Without the pictures, repeat the listing character for character.

────────────────

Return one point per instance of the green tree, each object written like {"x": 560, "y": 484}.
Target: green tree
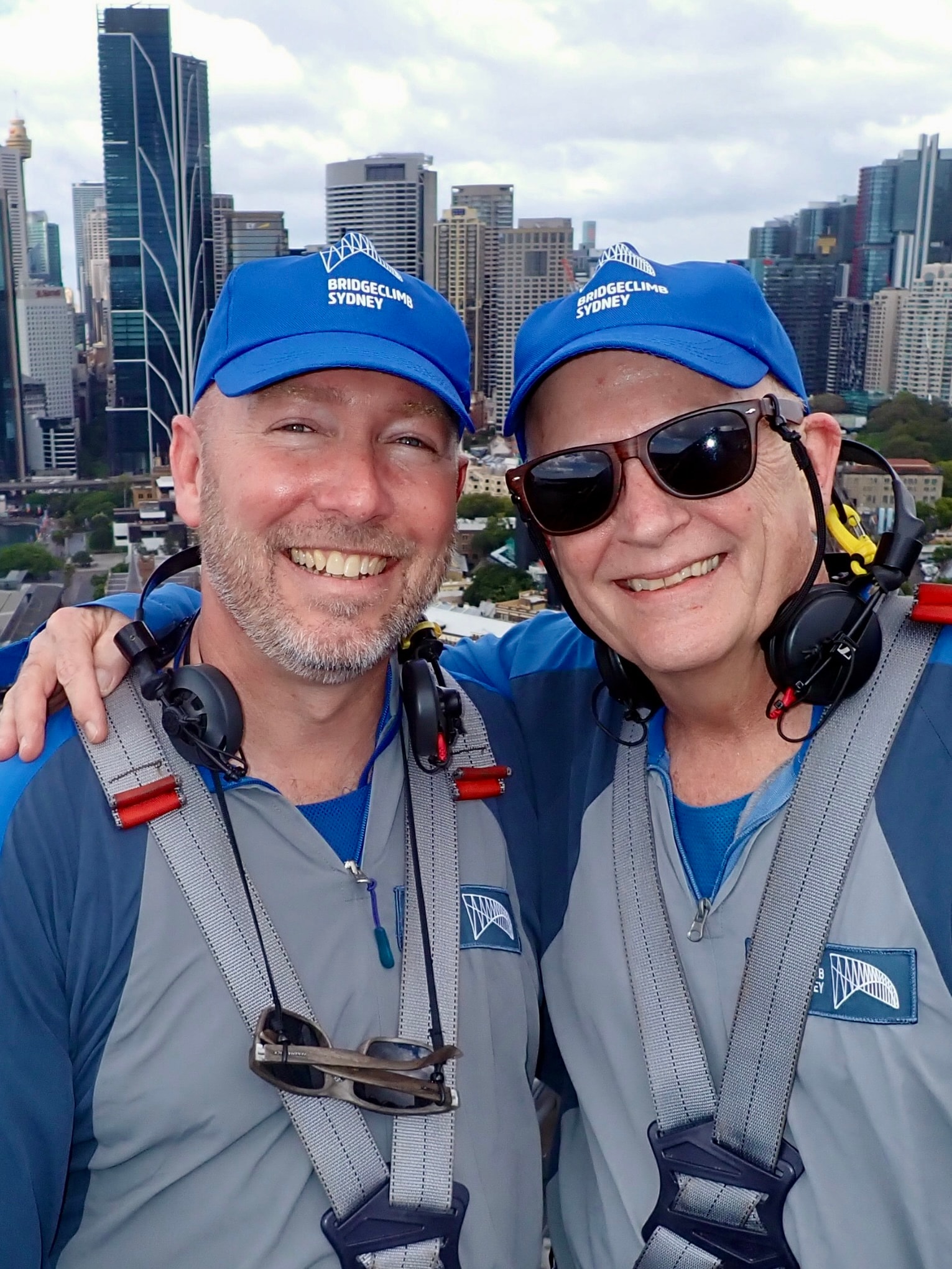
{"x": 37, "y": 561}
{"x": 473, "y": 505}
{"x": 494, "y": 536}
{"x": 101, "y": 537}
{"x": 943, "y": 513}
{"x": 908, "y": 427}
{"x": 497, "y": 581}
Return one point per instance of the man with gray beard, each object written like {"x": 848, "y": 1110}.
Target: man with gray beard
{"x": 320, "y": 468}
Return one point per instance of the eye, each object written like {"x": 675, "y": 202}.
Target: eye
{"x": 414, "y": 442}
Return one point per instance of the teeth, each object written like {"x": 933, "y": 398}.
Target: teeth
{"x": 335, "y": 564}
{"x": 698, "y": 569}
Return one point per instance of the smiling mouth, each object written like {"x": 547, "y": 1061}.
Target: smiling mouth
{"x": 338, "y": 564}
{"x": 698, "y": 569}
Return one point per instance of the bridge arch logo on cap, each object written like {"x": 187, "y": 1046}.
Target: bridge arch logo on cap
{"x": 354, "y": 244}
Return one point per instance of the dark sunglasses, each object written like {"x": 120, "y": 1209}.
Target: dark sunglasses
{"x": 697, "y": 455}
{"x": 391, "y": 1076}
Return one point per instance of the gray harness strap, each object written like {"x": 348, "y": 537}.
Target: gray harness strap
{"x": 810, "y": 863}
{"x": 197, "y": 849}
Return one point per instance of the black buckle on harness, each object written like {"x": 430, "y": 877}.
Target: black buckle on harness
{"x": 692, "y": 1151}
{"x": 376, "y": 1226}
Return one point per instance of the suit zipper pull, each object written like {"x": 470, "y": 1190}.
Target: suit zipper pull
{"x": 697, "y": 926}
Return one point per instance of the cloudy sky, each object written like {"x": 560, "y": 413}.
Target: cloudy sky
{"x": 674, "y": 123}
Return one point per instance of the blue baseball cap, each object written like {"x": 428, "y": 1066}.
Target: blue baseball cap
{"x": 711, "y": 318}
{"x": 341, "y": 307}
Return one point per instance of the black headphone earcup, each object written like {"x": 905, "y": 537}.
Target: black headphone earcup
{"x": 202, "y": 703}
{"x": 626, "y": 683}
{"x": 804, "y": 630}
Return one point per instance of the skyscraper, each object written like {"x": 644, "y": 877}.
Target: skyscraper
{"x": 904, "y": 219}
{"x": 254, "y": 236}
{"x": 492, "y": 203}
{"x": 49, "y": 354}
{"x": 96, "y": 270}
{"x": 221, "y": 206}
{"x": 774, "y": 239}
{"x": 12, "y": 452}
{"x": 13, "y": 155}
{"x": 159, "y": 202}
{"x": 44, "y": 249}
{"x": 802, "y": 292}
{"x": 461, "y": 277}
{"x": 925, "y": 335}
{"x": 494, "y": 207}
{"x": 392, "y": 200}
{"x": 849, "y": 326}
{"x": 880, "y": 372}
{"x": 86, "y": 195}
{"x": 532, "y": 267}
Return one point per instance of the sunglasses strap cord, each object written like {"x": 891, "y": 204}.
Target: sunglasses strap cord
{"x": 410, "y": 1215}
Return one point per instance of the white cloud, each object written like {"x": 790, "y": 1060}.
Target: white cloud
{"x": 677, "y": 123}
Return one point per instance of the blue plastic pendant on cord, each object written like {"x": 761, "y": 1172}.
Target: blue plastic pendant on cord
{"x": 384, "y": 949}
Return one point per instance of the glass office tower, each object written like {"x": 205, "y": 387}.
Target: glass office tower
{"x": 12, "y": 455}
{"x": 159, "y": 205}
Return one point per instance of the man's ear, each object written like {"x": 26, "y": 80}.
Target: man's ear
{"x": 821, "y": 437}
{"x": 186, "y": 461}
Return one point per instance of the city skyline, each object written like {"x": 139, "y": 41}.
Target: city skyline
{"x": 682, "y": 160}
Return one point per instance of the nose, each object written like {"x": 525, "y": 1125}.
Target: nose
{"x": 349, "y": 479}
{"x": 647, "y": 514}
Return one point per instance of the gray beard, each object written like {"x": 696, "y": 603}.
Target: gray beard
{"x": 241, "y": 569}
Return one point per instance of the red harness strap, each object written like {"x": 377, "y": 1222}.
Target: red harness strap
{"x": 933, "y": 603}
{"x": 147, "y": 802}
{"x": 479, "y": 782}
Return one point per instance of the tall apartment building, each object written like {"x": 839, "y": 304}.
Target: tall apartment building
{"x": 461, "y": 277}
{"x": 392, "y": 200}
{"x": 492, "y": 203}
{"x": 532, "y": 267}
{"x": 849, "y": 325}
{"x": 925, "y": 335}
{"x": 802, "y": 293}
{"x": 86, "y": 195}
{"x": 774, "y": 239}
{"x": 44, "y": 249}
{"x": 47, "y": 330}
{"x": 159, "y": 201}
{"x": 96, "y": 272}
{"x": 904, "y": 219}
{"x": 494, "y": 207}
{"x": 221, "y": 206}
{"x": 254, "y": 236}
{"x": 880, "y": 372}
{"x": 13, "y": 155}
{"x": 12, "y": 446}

────────────────

RESPONSE TO THIS EXERCISE.
Return one point per instance of the green tree, each object written like {"x": 560, "y": 484}.
Target: green tree
{"x": 37, "y": 561}
{"x": 473, "y": 505}
{"x": 494, "y": 536}
{"x": 101, "y": 537}
{"x": 943, "y": 513}
{"x": 908, "y": 427}
{"x": 497, "y": 581}
Return one point per instance of the man with gray beard, each object written like {"x": 848, "y": 1110}.
Target: man with gray beard
{"x": 320, "y": 468}
Return one point per instance of the eye, each object written like {"x": 675, "y": 202}.
Target: eye
{"x": 414, "y": 442}
Return one point per instance of the teeth, each object written like {"x": 933, "y": 398}.
Target: teeth
{"x": 335, "y": 564}
{"x": 698, "y": 569}
Return one point per instance of the smiling mouth, each object written like {"x": 547, "y": 1061}.
Target: smiling mouth
{"x": 338, "y": 564}
{"x": 698, "y": 569}
Return one point per instance of the bridge arch logo on cap, each object written like {"x": 187, "y": 1046}.
Target: bridge arch logo on cap
{"x": 354, "y": 244}
Return one point per instance of the dark sunglasses, each object written like {"x": 120, "y": 1209}.
Target: dark sunglasses
{"x": 697, "y": 455}
{"x": 391, "y": 1076}
Return one point per instance of the gray harness strap, each object written like {"x": 348, "y": 537}.
Target: gray harness strap
{"x": 810, "y": 863}
{"x": 197, "y": 849}
Return one point per instance of the black buckle on harness, each object written like {"x": 430, "y": 877}.
Target: black buckle on harness
{"x": 692, "y": 1151}
{"x": 376, "y": 1226}
Return one point per instance of the suit zipper pull, each object written like {"x": 470, "y": 1190}.
Target: suit zipper pull
{"x": 697, "y": 926}
Return one point per instance of the cloudy sky, each object written like {"x": 560, "y": 413}.
Target: cloudy sky
{"x": 674, "y": 123}
Return one point per instance of the blue baseball cap, each object written like {"x": 428, "y": 1066}.
Target: blue baseball cap
{"x": 711, "y": 318}
{"x": 341, "y": 307}
Return one point per instance of the black headphone earcup, each object written like {"x": 905, "y": 537}.
Target: black headphone earcup
{"x": 202, "y": 703}
{"x": 626, "y": 683}
{"x": 804, "y": 630}
Return one point per instance of the skyscraper, each object written like {"x": 644, "y": 877}.
Target: skyscraper
{"x": 904, "y": 219}
{"x": 254, "y": 236}
{"x": 492, "y": 203}
{"x": 49, "y": 354}
{"x": 96, "y": 270}
{"x": 221, "y": 206}
{"x": 774, "y": 239}
{"x": 12, "y": 452}
{"x": 13, "y": 155}
{"x": 159, "y": 202}
{"x": 44, "y": 249}
{"x": 802, "y": 292}
{"x": 461, "y": 277}
{"x": 925, "y": 335}
{"x": 494, "y": 207}
{"x": 392, "y": 200}
{"x": 849, "y": 326}
{"x": 880, "y": 372}
{"x": 86, "y": 195}
{"x": 532, "y": 267}
Return one point per instance of the sunglasses strap cord, each object written like {"x": 891, "y": 204}.
Target: sunglasses strap cord
{"x": 410, "y": 1215}
Return one point per instance of the white cloud, each object written like {"x": 790, "y": 1060}.
Target: white cloud
{"x": 677, "y": 123}
Return one point per instance of the blue plastic pendant on cord, each object written like {"x": 761, "y": 1172}.
Target: blue plastic pendant on cord
{"x": 384, "y": 949}
Return one point per instance of the glass office tower, each object written like {"x": 205, "y": 387}.
Target: glass office tower
{"x": 12, "y": 455}
{"x": 159, "y": 205}
Return one point per instance of the man's ear, each object written like {"x": 26, "y": 80}.
Target: man's ear
{"x": 821, "y": 437}
{"x": 186, "y": 461}
Return one point per instance of the city skyline, each object written like {"x": 139, "y": 41}.
Target: city skyline
{"x": 682, "y": 160}
Return one point per instance of the nose, each object written like {"x": 525, "y": 1125}.
Target: nose
{"x": 349, "y": 479}
{"x": 647, "y": 514}
Return one point per instance of the gray beard, each object written like {"x": 696, "y": 603}.
Target: gray beard
{"x": 241, "y": 569}
Return one point per instance of the red harness strap, each object written like {"x": 377, "y": 1222}.
Target: red harness strap
{"x": 933, "y": 603}
{"x": 147, "y": 802}
{"x": 479, "y": 782}
Return one point per instance of the tall apartment building, each object written like {"x": 839, "y": 304}.
Target: tall apartment building
{"x": 461, "y": 277}
{"x": 392, "y": 200}
{"x": 492, "y": 203}
{"x": 532, "y": 267}
{"x": 849, "y": 325}
{"x": 925, "y": 335}
{"x": 802, "y": 293}
{"x": 86, "y": 195}
{"x": 774, "y": 239}
{"x": 44, "y": 249}
{"x": 47, "y": 330}
{"x": 159, "y": 201}
{"x": 96, "y": 272}
{"x": 904, "y": 219}
{"x": 494, "y": 207}
{"x": 221, "y": 206}
{"x": 254, "y": 236}
{"x": 880, "y": 372}
{"x": 13, "y": 155}
{"x": 12, "y": 446}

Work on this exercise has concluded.